### Reading text
▼

# Broken caulking tube



## mudslingr (Jul 18, 2010)

I have bad luck with dropping these. Have about 10 of them. Anybody know of a gizmo I can put on it to make it work. I do not have the tips anymore.


----------



## Mr.Brightstar (Dec 2, 2011)

Once upon a time there was a party store in Dearborn Michigan. The owner was a mean nasty man who would give Canadian change but would not accept it. He did not like the construction guys working next-door using his bathroom. The workers would buy his pizza, soda, beer, smokes. But the owner would complain about the mess after they shopped there. There are footprints everywhere. There is dust in the air. You hillbillies smell. Not a fair and understanding person. 

So one day after not restocking the shelfs and the coolers with beer a bright joker said I got an idea. 

He filled up a empty beer can with PL-Premium glue and went to the bad mans store with a bag of empties. He went to the machine that counts and crushes empty bottles for returns. The last can he drop in was full of glue. The machine crushed the can and the glue oozed out all over the gears of the machine push the button and took the receipt to the counter to get his money. Of course there was a couple of Canadian dimes but the joker smiled and said thank you. 




Sent from my iPhone using Tapatalk


----------



## mudslingr (Jul 18, 2010)

Nice story. But if there's a hidden message, I ain't gettin' it ! :blink: Other than the "screw you old man" part.


----------



## Mr.Brightstar (Dec 2, 2011)

mudslingr said:


> Nice story. But if there's a hidden message, I ain't gettin' it ! :blink: Other than the "screw you old man" part.




No hidden message in there. I think you get it. 

The moral of the story could be take care of your customers or they'll bite you in the end.

▲

### Complete the following
- 1) Say whether each statement agrees with the thread, answering yes or no and quoting the words that decide it: (a) The store owner accepted Canadian change. (b) The joker filled the beer can with PL-Premium glue. (c) mudslingr still has the tips for the tubes.
- 2) Answer from the thread:
(a) About how many broken tubes does mudslingr have?
(b) In what city was the party store?
(c) What coins were in the joker's money at the counter?
The lines after this are separate material with no connection to the thread.

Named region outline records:
▼

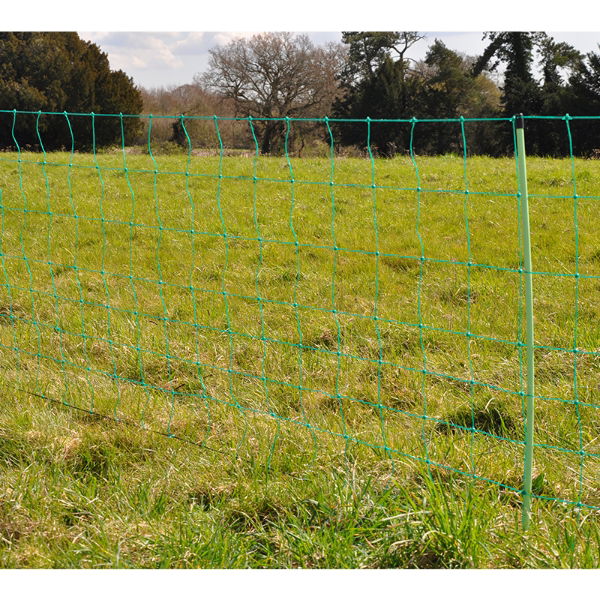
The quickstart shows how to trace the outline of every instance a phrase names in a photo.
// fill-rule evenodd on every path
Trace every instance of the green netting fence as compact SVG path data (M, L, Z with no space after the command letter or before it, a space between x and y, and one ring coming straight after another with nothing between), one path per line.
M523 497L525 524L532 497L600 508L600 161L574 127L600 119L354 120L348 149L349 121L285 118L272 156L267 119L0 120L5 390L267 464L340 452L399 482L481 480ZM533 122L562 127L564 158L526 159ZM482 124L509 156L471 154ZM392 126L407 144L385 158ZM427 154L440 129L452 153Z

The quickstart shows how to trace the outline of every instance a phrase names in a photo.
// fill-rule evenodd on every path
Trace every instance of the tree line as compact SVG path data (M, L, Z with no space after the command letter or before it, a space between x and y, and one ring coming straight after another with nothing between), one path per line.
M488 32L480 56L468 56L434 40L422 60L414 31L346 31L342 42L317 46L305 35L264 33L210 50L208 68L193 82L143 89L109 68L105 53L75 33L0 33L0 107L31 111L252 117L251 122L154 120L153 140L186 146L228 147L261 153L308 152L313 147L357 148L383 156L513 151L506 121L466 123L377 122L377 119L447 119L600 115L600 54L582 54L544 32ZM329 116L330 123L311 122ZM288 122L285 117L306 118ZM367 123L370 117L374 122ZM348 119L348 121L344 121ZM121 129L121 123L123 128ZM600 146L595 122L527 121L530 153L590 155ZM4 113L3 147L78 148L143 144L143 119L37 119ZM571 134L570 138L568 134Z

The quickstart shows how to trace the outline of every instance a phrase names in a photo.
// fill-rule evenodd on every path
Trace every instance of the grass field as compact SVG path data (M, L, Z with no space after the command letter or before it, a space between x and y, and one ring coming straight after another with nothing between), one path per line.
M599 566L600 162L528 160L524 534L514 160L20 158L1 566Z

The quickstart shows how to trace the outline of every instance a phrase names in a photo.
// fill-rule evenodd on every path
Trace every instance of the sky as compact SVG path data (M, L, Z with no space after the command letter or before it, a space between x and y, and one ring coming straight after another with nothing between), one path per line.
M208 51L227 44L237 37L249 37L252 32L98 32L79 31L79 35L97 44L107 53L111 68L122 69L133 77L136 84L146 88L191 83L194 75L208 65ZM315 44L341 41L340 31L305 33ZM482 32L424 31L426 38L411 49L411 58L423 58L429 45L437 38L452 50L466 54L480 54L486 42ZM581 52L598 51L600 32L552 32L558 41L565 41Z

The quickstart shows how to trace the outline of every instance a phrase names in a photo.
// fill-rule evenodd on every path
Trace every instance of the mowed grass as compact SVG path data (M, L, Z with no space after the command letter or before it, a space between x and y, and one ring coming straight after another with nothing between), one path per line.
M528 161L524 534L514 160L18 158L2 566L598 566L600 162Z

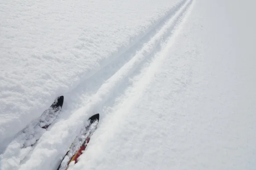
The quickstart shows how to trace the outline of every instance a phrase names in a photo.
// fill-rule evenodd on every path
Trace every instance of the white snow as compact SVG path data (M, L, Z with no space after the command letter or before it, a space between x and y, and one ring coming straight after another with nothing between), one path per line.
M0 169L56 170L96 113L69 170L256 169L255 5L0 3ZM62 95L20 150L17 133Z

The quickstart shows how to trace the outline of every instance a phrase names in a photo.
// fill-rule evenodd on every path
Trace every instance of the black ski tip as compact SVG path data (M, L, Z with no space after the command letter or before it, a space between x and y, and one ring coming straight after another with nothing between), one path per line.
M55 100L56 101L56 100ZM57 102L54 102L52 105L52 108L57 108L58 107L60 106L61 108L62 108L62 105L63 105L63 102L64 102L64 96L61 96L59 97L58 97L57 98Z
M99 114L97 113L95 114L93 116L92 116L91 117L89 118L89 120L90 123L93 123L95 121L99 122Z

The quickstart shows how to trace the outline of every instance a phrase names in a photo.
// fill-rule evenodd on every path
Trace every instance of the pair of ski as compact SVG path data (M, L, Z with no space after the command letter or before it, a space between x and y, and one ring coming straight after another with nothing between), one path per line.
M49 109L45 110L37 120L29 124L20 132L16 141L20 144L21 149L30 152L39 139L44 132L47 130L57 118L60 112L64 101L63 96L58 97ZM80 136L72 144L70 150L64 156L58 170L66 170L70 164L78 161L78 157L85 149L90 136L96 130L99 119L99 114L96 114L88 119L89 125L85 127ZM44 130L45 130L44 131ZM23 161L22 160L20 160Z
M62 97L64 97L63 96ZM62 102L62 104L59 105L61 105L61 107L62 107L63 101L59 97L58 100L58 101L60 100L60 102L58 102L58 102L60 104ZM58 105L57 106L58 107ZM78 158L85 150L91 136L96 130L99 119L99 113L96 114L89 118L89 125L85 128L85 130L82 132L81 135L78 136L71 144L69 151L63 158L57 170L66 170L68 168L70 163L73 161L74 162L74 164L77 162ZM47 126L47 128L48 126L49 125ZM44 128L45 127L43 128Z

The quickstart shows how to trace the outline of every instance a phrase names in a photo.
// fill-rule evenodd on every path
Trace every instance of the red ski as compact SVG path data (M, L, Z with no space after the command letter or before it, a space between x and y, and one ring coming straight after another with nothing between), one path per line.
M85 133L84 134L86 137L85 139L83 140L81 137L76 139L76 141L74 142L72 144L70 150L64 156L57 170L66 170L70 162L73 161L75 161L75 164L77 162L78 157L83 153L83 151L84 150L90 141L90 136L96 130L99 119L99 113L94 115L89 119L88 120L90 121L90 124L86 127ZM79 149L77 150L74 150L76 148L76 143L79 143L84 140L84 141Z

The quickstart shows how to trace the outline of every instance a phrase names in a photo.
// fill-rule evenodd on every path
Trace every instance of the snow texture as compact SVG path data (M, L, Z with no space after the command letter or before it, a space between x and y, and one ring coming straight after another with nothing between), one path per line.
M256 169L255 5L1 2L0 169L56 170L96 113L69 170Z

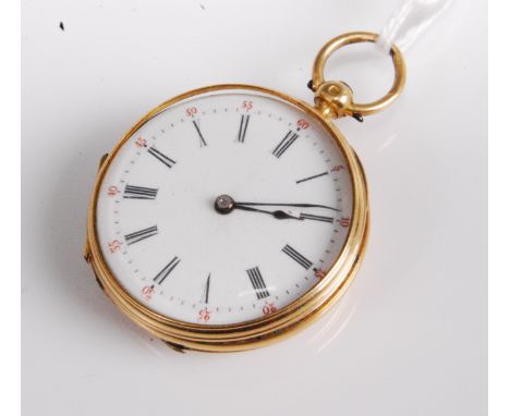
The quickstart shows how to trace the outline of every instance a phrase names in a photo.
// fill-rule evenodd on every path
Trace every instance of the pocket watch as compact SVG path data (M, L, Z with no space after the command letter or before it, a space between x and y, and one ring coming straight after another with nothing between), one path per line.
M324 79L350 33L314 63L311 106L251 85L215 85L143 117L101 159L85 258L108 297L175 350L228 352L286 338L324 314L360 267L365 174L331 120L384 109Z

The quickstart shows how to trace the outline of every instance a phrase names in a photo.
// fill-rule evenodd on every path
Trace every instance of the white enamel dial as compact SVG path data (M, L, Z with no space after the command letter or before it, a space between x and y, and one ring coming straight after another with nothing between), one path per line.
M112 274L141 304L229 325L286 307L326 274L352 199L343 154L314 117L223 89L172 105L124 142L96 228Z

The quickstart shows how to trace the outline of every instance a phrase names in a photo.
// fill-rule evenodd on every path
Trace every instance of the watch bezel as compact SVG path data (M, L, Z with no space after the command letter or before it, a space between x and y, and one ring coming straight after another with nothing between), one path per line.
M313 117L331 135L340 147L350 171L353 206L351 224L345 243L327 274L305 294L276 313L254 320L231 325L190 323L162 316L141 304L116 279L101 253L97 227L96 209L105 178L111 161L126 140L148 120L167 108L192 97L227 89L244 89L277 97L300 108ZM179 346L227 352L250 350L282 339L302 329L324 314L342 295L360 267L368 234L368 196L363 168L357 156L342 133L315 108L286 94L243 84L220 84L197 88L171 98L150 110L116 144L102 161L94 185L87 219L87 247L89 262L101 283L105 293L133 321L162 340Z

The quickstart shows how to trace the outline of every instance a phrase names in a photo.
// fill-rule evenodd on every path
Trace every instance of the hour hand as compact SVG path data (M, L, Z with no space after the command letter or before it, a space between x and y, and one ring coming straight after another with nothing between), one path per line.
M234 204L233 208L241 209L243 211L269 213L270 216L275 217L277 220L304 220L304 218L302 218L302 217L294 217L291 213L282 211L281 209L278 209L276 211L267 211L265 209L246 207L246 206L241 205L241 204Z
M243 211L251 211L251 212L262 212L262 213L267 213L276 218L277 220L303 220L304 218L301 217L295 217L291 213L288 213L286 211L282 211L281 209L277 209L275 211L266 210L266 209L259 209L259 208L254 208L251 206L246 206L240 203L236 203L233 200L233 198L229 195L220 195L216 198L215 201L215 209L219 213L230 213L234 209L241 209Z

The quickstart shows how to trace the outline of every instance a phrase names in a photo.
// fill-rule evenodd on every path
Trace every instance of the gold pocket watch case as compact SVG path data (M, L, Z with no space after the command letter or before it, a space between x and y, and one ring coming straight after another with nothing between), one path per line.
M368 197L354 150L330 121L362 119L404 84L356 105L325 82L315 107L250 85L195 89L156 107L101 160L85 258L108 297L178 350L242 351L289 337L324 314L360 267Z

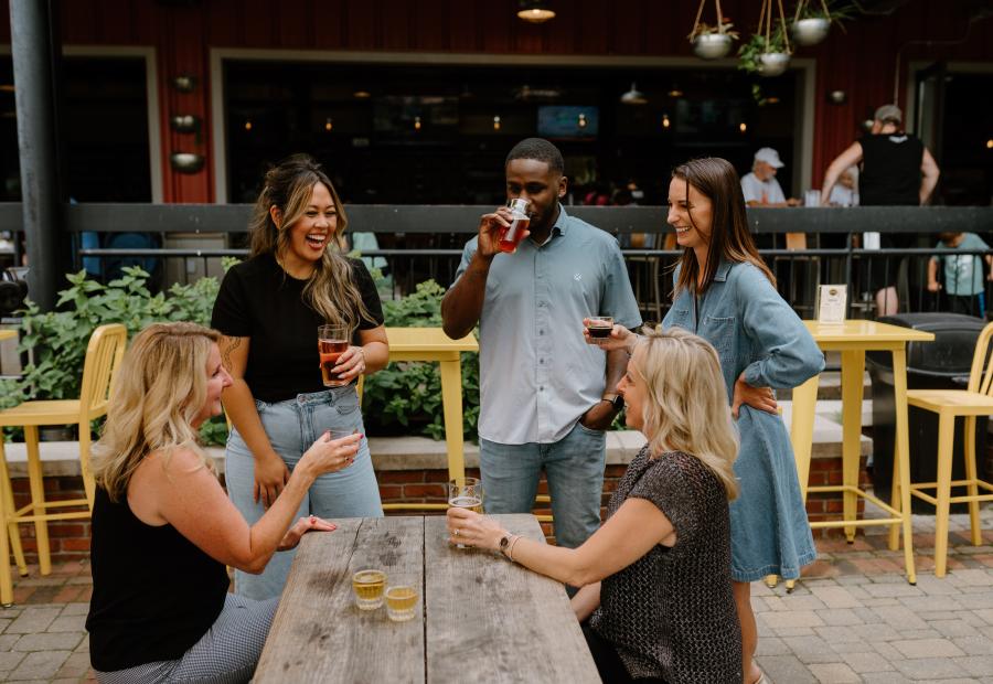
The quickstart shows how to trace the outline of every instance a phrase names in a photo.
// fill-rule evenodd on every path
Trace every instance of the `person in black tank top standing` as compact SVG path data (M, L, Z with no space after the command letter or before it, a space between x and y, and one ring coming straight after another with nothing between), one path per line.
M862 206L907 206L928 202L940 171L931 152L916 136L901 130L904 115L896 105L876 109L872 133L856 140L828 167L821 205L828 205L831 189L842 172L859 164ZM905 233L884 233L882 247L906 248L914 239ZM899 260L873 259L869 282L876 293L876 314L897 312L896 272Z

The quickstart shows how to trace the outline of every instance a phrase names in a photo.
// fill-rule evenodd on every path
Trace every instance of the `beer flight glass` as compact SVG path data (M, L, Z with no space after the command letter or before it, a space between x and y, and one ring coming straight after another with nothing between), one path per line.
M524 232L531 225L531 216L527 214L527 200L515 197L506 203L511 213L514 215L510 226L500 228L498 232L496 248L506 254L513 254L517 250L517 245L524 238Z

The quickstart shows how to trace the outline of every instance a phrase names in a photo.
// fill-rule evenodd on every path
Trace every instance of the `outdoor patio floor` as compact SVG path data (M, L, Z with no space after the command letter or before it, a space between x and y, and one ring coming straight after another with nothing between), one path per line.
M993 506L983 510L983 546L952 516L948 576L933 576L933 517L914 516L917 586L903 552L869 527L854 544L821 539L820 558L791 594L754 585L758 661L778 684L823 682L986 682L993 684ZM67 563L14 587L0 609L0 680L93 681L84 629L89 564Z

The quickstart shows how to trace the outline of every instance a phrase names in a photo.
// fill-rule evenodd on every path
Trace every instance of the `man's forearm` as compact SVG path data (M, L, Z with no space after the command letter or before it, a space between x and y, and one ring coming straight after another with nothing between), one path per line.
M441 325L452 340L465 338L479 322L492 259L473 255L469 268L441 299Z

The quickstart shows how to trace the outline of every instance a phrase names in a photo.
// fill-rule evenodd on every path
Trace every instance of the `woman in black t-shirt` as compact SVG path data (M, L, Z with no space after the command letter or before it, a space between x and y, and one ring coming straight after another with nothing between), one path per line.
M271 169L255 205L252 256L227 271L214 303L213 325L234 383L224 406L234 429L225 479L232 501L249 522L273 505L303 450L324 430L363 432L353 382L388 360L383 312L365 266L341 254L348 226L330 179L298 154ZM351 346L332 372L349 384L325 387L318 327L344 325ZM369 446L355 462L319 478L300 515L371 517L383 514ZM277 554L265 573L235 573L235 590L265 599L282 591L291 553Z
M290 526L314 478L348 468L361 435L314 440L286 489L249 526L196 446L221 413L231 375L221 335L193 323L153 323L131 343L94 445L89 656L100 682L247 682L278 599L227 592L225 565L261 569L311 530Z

▲

### Written answers
- 1)
(a) No: "would give Canadian change but would not accept it"
(b) Yes: "He filled up a empty beer can with PL-Premium glue"
(c) No: "I do not have the tips anymore"

- 2)
(a) About 10
(b) Dearborn, Michigan
(c) A couple of Canadian dimes